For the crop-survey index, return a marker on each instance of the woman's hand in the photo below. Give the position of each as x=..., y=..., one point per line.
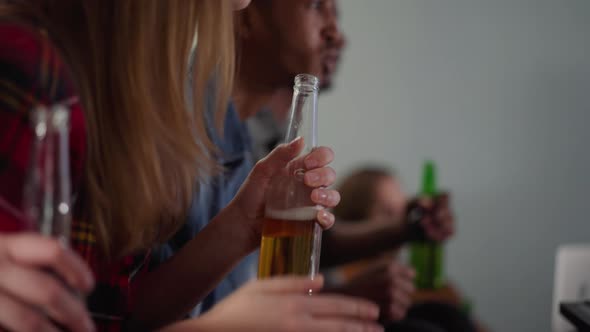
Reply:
x=31, y=298
x=284, y=305
x=248, y=205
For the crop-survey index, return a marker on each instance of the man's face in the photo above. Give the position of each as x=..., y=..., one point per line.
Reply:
x=303, y=36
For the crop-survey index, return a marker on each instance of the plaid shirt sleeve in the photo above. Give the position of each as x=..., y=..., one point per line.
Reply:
x=31, y=74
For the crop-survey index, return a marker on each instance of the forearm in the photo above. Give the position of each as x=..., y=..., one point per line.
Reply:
x=169, y=292
x=347, y=242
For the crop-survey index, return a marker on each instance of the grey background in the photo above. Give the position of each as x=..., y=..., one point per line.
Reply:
x=497, y=92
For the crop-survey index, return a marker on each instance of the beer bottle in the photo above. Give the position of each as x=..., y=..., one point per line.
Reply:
x=291, y=237
x=427, y=256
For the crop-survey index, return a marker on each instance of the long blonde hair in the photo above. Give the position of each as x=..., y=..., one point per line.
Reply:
x=146, y=147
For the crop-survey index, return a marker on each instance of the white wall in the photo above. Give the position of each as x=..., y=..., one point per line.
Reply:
x=498, y=93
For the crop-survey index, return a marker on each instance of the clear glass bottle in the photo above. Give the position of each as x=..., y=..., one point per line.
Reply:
x=47, y=194
x=291, y=236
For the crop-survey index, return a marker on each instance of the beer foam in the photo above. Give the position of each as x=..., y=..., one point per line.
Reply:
x=299, y=214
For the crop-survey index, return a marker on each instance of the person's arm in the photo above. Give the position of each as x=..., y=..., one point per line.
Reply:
x=348, y=241
x=282, y=305
x=171, y=290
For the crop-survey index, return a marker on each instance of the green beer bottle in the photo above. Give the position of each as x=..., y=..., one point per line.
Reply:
x=427, y=256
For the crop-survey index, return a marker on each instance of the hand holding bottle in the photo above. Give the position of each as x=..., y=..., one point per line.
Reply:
x=30, y=297
x=282, y=305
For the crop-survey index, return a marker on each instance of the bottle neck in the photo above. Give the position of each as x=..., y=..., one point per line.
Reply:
x=303, y=117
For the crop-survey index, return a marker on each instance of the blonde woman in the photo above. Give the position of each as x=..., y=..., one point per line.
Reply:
x=137, y=150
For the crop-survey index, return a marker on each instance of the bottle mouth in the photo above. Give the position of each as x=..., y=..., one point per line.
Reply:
x=306, y=82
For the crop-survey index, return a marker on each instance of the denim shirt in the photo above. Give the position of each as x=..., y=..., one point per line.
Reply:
x=237, y=161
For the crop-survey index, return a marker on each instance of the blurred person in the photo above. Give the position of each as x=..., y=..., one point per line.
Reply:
x=133, y=179
x=370, y=195
x=277, y=40
x=300, y=37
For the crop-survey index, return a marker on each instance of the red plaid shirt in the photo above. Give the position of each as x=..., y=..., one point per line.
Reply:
x=32, y=74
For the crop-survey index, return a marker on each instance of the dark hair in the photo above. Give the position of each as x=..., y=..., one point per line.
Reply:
x=357, y=192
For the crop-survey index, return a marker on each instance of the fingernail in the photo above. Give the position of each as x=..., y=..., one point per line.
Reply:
x=327, y=218
x=295, y=141
x=311, y=163
x=312, y=177
x=89, y=325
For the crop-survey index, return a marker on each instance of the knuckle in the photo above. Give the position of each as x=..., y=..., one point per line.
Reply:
x=291, y=324
x=31, y=322
x=52, y=295
x=55, y=251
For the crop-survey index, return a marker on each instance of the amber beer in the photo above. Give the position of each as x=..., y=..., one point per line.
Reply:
x=291, y=241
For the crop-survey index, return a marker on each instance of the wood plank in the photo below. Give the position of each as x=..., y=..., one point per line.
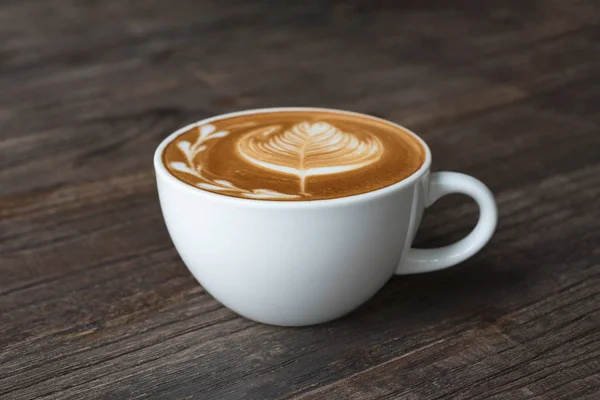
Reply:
x=94, y=300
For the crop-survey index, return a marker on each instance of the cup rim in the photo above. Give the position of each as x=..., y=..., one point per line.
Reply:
x=161, y=170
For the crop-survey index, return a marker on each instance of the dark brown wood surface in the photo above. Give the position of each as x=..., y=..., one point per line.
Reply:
x=94, y=300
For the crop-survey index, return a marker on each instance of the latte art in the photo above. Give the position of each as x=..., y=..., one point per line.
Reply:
x=308, y=149
x=293, y=155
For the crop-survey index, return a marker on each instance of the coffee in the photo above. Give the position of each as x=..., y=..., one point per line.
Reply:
x=294, y=155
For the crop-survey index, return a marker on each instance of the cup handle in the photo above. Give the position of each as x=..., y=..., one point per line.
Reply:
x=441, y=184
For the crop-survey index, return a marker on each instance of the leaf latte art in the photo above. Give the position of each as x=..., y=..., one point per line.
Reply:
x=292, y=155
x=308, y=149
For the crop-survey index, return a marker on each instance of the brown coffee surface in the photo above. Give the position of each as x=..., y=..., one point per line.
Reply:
x=293, y=155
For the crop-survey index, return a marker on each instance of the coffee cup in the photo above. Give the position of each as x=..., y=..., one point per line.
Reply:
x=295, y=216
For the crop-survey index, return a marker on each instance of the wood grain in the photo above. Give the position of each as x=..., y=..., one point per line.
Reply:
x=94, y=301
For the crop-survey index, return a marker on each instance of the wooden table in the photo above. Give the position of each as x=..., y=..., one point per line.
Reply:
x=94, y=300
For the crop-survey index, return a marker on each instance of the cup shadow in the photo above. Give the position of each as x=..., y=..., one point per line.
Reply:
x=477, y=289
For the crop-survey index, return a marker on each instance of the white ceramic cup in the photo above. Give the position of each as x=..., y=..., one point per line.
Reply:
x=307, y=262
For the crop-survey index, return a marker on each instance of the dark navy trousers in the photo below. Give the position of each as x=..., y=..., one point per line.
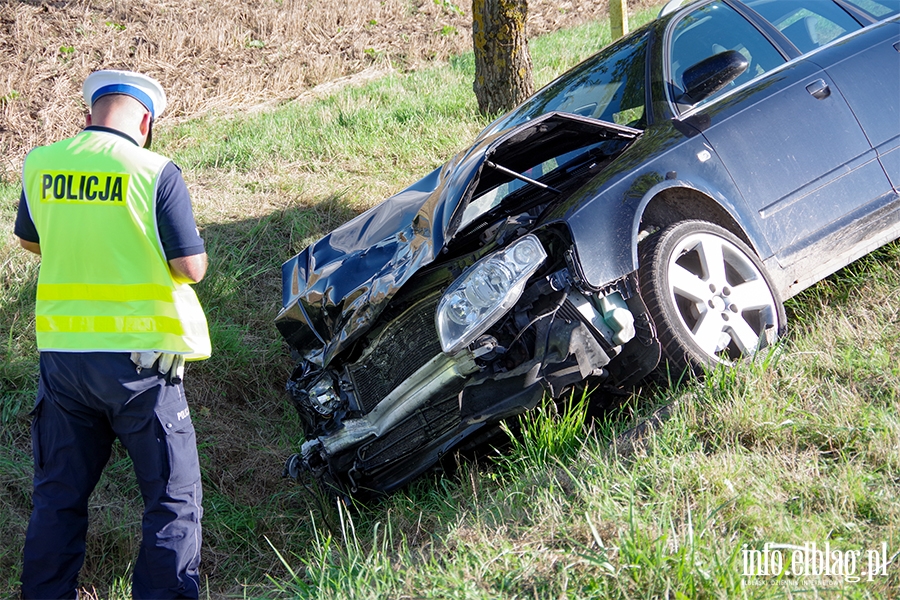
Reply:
x=85, y=402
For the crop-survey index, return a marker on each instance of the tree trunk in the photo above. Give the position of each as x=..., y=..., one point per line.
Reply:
x=502, y=63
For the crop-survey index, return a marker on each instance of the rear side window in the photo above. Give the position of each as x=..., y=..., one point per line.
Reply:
x=877, y=9
x=808, y=24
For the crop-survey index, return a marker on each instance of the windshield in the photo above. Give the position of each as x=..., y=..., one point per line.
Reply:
x=609, y=86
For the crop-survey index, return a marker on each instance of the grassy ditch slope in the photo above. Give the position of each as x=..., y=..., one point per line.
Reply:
x=798, y=447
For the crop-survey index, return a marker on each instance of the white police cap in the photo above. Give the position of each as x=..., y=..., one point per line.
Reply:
x=145, y=90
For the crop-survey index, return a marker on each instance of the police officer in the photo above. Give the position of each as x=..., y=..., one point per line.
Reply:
x=115, y=320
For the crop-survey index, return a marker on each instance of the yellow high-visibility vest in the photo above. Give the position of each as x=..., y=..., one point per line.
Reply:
x=104, y=282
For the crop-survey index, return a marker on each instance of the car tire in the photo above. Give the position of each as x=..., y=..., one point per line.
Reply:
x=709, y=296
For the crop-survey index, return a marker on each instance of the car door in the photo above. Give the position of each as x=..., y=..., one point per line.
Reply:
x=866, y=70
x=789, y=141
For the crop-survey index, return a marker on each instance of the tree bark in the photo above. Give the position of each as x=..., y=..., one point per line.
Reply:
x=503, y=76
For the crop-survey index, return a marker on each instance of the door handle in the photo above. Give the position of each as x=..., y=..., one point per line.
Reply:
x=818, y=89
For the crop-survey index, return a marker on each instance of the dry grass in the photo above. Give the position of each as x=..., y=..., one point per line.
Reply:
x=217, y=55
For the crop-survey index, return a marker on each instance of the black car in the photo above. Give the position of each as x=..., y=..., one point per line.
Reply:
x=650, y=208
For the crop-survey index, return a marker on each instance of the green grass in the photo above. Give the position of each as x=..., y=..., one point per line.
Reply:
x=799, y=445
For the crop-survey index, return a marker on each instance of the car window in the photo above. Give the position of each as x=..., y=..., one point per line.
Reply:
x=608, y=86
x=808, y=24
x=710, y=30
x=877, y=9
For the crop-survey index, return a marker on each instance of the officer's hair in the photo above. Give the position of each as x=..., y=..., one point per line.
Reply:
x=121, y=106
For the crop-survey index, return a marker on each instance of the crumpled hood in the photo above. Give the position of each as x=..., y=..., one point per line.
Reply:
x=334, y=290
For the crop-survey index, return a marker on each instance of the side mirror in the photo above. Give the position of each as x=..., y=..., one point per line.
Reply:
x=712, y=74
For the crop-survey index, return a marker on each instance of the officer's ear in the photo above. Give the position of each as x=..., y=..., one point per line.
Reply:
x=146, y=129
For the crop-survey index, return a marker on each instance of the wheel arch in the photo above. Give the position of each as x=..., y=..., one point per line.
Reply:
x=676, y=201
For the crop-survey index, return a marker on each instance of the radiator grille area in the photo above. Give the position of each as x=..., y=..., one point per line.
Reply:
x=404, y=346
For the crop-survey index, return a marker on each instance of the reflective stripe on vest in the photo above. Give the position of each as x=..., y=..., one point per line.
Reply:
x=104, y=282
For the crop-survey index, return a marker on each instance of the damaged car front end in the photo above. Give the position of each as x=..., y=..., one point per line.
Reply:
x=655, y=203
x=425, y=321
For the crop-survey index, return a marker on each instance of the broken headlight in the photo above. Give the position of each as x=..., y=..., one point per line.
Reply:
x=485, y=292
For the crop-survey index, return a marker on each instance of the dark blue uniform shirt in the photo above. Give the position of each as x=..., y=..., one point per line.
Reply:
-*-
Exercise prompt: Rewrite the stretch from the start of the records through the line containing "x=248, y=205", putting "dot" in place of "marker" and changing nothing else. Leave the pictures out.

Answer to this exercise:
For the crop-survey index, return a dot on each instance of the woman's hand in the photo below. Give the position of each as x=..., y=..., one point per line.
Reply:
x=31, y=298
x=284, y=305
x=248, y=205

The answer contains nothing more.